Stored data
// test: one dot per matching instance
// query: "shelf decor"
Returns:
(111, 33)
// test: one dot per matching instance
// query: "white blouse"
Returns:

# Problem requirements
The required reply is the count of lines in the entries above where the string "query" appears, and nothing more.

# Your response
2